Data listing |
* * * * * * * * *
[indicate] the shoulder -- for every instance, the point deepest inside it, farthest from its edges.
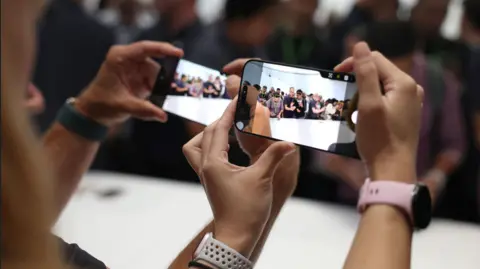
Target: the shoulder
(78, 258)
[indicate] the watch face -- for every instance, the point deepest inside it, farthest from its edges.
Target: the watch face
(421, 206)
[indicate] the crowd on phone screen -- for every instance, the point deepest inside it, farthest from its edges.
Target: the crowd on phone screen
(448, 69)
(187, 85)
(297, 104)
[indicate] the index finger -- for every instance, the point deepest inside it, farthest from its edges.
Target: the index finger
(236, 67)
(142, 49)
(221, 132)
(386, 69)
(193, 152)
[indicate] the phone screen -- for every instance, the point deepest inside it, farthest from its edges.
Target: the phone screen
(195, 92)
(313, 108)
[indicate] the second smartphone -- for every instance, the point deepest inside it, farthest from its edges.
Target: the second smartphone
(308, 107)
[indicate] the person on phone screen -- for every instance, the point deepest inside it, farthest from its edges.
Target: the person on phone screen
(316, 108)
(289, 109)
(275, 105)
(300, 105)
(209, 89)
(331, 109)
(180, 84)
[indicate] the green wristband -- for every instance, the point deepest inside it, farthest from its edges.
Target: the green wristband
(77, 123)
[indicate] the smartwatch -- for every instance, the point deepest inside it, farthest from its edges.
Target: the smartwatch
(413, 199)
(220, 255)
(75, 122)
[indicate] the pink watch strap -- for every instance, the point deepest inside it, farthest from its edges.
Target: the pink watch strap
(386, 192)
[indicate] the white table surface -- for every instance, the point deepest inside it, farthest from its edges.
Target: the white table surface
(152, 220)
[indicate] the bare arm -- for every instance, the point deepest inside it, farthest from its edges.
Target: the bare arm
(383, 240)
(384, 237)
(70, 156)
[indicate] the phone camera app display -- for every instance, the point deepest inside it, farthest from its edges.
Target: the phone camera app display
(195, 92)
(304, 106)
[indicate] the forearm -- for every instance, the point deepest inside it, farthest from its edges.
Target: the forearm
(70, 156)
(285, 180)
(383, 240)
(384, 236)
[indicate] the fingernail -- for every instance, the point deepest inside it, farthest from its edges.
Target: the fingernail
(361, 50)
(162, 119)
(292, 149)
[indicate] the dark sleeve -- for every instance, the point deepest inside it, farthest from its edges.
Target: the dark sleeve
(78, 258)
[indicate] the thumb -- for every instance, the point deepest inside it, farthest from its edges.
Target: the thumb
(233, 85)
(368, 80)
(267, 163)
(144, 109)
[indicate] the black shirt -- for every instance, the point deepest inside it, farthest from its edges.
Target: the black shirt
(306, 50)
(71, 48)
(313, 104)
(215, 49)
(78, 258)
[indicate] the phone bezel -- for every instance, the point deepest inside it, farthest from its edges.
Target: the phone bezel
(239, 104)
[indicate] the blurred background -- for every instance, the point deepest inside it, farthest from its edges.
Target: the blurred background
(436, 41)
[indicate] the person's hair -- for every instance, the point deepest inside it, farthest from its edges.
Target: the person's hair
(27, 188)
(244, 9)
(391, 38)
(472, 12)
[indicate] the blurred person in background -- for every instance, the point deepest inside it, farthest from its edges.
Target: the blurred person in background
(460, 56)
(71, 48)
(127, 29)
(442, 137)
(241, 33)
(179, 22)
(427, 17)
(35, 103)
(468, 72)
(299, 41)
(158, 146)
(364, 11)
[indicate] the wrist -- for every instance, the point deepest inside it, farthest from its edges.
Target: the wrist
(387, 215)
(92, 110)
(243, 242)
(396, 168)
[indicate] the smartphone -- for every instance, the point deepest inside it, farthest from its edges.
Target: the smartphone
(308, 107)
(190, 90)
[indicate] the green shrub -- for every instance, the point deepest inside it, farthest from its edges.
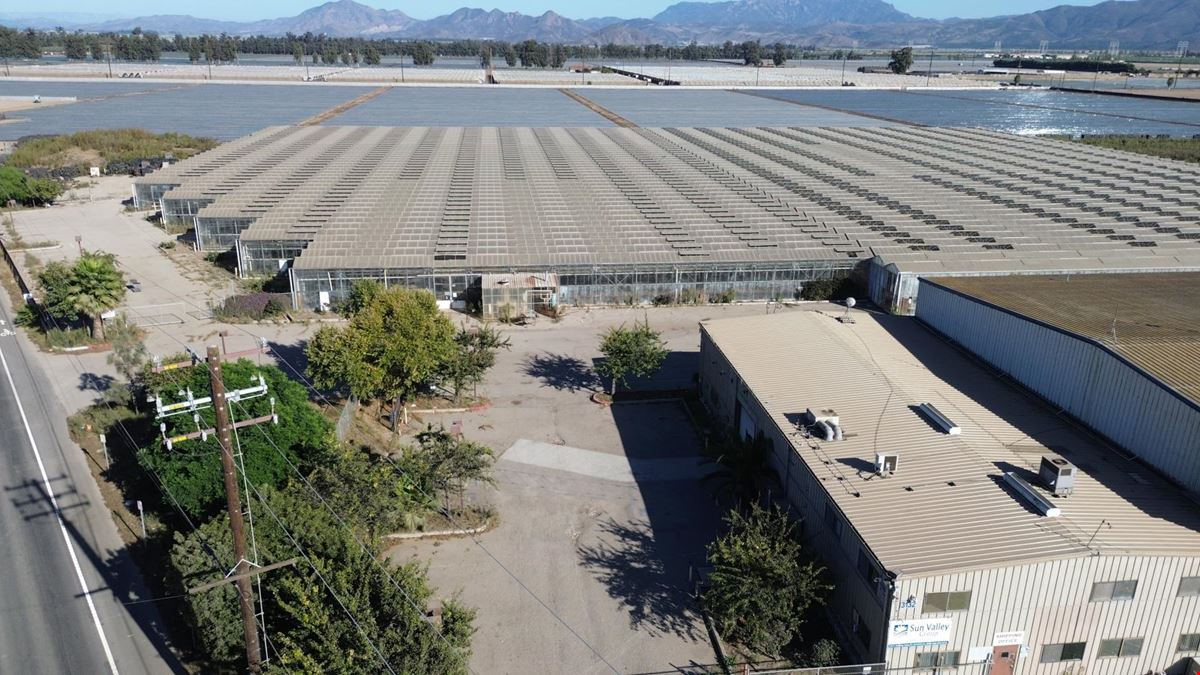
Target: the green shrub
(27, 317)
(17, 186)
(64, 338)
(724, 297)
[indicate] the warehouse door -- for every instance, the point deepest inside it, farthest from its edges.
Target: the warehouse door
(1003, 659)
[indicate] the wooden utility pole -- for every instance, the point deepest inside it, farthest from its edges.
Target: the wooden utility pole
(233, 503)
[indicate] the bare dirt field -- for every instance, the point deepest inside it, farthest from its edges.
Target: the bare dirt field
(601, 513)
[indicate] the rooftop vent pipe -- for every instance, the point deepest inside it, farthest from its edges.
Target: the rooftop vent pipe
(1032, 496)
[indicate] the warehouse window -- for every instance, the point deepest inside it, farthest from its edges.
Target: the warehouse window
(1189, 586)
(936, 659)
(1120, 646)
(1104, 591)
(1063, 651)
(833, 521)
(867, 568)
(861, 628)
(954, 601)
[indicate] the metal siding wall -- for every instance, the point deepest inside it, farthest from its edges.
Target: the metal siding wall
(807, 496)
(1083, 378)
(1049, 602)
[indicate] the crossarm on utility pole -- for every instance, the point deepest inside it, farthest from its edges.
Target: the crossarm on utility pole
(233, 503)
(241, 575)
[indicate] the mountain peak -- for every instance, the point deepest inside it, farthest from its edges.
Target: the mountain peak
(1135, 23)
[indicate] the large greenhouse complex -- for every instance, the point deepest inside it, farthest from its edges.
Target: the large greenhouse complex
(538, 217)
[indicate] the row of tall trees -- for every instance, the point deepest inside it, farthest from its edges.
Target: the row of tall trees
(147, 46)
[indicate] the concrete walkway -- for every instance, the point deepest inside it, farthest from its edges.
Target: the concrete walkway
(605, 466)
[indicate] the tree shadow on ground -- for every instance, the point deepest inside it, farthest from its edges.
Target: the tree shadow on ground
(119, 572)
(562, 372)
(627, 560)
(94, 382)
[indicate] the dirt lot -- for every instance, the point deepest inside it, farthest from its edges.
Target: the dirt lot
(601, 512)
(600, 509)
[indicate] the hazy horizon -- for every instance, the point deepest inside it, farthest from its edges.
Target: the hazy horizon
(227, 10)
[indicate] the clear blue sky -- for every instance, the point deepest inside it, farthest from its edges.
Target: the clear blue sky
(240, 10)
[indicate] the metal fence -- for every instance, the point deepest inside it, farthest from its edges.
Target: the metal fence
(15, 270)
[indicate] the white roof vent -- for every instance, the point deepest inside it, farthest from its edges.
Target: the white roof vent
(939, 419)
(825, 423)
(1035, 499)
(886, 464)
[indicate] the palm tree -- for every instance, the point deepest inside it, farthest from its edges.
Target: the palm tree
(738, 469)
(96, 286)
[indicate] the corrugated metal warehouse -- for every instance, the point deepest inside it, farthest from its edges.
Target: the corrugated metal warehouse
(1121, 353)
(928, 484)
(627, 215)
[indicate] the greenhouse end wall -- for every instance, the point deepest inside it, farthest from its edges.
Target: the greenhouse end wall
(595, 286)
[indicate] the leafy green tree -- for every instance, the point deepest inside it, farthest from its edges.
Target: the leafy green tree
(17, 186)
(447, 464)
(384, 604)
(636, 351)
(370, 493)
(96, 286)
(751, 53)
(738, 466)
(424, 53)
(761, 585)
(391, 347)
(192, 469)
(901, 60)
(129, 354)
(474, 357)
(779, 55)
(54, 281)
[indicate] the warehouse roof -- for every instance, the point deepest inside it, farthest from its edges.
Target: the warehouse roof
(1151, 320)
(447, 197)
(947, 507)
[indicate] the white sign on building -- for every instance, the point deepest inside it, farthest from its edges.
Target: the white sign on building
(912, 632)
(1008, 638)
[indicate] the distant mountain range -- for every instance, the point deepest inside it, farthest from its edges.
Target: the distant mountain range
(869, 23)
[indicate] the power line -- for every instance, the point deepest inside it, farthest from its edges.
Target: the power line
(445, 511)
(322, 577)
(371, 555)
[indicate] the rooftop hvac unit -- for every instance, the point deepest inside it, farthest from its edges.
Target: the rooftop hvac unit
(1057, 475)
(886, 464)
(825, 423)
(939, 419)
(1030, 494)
* * * * * * * * *
Written request | Look above for the line containing "[indicate] the white sign"; copy from it through the last line, exactly, and nothing more.

Finished task |
[indicate] the white sign on building -- for every instance, the point deepest inside it, farthest from its edges.
Target: the white sign on building
(912, 632)
(1008, 638)
[indicate] the distant mountain range -- for every instance, the point deepest inside it, farthest from its edges.
Target: the distant mountain range
(869, 23)
[indicate] the power line -- for every instance, the point deepest inside it, farthest from its edges.
Target: the power line
(445, 511)
(322, 577)
(371, 555)
[indicate] the rooftop hvac unit -- for every instance, the point deepest inside it, farthest from its edges.
Target: the rooftop hvac unit
(1057, 475)
(886, 464)
(825, 423)
(939, 419)
(1030, 494)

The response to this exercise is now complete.